Prompt 1
Answer these questions about the passage on the fall of Constantinople:
(a) Who proclaimed that he would rather see a Turkish turban in the City than the Latin mitre?
(b) Which earlier events made up the perspective of Constantinopolitan dislike of Western Christians?
(c) By whom could the Greeks more easily reconcile themselves to being conquered?

Given passage
===============

The great English historian Toynbee writes that on the eve of the fall of Constantinople the Grand Duke Loukas Notaras proclaimed: "I would rather see a Turkish turban in the midst of the City [Constantinople] than the Latin mitre." But this was included by Toynbee in the whole perspective of dislike by Constantinopolitans against the aggression of Western Christians. This perspective was the earlier events of the fall and plundering of Constantinople by the Franks and all the offensive actions of the Popes to assimilate the Orthodox Church. Toynbee writes that the Greeks saw as incomprehensible the "triumphal attack of the West." This was unlike "the attacks of the Muslim neighbors of the Greeks in the East which caused fewer Greek resentments, because it [the Latin attacks] brought the Greeks so much shock ... Greeks could easily reconcile with the prospect of being conquered by the Seljuks and Ottomans, heirs of the Arabs, rather than to be dominated by fraudulent westerners."

===============

Excerpted data
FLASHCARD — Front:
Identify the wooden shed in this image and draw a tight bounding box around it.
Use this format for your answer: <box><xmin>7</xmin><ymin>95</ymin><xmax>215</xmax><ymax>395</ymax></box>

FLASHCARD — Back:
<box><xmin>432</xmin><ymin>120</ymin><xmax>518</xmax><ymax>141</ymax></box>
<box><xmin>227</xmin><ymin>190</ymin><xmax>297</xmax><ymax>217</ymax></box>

===============

Prompt 2
Report, copied in full, each line of the rows above that contains the string "ymax".

Output 1
(a) The Grand Duke Loukas Notaras.
(b) The fall and plundering of Constantinople by the Franks, and all the offensive actions of the Popes to assimilate the Orthodox Church.
(c) The Seljuks and Ottomans, heirs of the Arabs.

Output 2
Use this format for your answer: <box><xmin>7</xmin><ymin>95</ymin><xmax>215</xmax><ymax>395</ymax></box>
<box><xmin>432</xmin><ymin>120</ymin><xmax>518</xmax><ymax>141</ymax></box>
<box><xmin>227</xmin><ymin>190</ymin><xmax>297</xmax><ymax>217</ymax></box>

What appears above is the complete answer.